> Text under study:
════════
Mothers for Natural Law
Organization

Overview

Mothers for Natural Law (M4NL) is an offshoot of the Natural Law Party (NLP), formed in 1996 with the goal of delivering the quasi-religious ideas of the NLP through seemingly ordinary, “family friendly” moms. Although the group’s charter mentions a host of issues including crime and public education, within a year of its founding M4NL’s programs were focused solely on one target: genetically improved foods. Under the leadership of husband-and-wife team Laura and Robin Ticciati, the group’s work has evolved into a first-rate scare campaign.

So what is “Natural Law”? It is essentially Hindu Vedic Law (an offshoot of Hindu folk medicine), as interpreted in the United States by cult leader Maharishi Mahesh Yogi. He came to the United States in the 1960s to teach his method of Transcendental Meditation (TM) — you may recall his brief association with the Beatles — and since then has established teaching centers in 80 countries. In 1988 The Illustrated Weekly of India estimated his net worth at $3.5 billion. According to former Maharishi follower Anthony DeNaro, TM itself is a fundamentalist Hindu religious movement masquerading as “alternative” health care. DeNaro has written that the Maharishi himself once snapped: “When America is ready for Hinduism, I will tell them!”
════════
> Record excerpts:

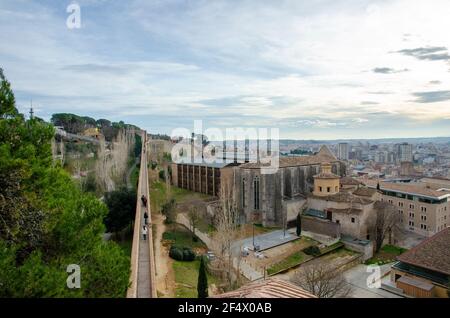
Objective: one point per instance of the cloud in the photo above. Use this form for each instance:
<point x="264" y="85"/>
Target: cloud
<point x="432" y="97"/>
<point x="369" y="103"/>
<point x="388" y="70"/>
<point x="431" y="53"/>
<point x="165" y="63"/>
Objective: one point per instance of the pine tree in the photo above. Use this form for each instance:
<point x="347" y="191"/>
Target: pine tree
<point x="299" y="225"/>
<point x="202" y="284"/>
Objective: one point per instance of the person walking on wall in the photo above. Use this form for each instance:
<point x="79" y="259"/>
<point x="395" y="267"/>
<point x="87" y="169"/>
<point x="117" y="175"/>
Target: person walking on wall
════════
> Work order 1:
Reproduce the Mothers for Natural Law text word for word, from "Mothers for Natural Law (M4NL)" to "first-rate scare campaign.".
> Work order 2:
Extend the profile of Mothers for Natural Law, beginning immediately after its final sentence.

> Written response 1:
Mothers for Natural Law (M4NL) is an offshoot of the Natural Law Party (NLP), formed in 1996 with the goal of delivering the quasi-religious ideas of the NLP through seemingly ordinary, “family friendly” moms. Although the group’s charter mentions a host of issues including crime and public education, within a year of its founding M4NL’s programs were focused solely on one target: genetically improved foods. Under the leadership of husband-and-wife team Laura and Robin Ticciati, the group’s work has evolved into a first-rate scare campaign.

> Written response 2:
This cult leader chose the sleepy town of Fairfield, Iowa, as his American base of operations, and poured millions of dollars into founding the Maharishi International University, later renamed the Maharishi University of Management (MUM). This is a college that teaches TM as the key to personal success and harmony. Members of its faculty, along with NLP supporters, have tried to export TM to public school districts and both public and private universities, promising feats of flying and invisibility as well as a drop in the local crime rate. Not coincidentally, Fairfield, Iowa, is also the home base for M4NL, the Natural Law Party, and dozens of for-profit businesses whose incomes depend on Ayurvedic medicine, as well as the “organic foods” and “sustainability” movements.

Blackeye

Serious scientific scandal has dogged Maharishi University since 1991. The school’s medical adjunct was accused by the Journal of the American Medical Association (JAMA) of “a widespread pattern of misinformation, deception, and manipulation of lay and scientific news media” in order to promote its organic health remedies. According to JAMA, two doctors who claimed to be Maharishi University deans had their medical licenses revoked for hawking a potion said to contain fungus, feces and bacteria. AIDS patients were charged $500 a month for this “remedy.”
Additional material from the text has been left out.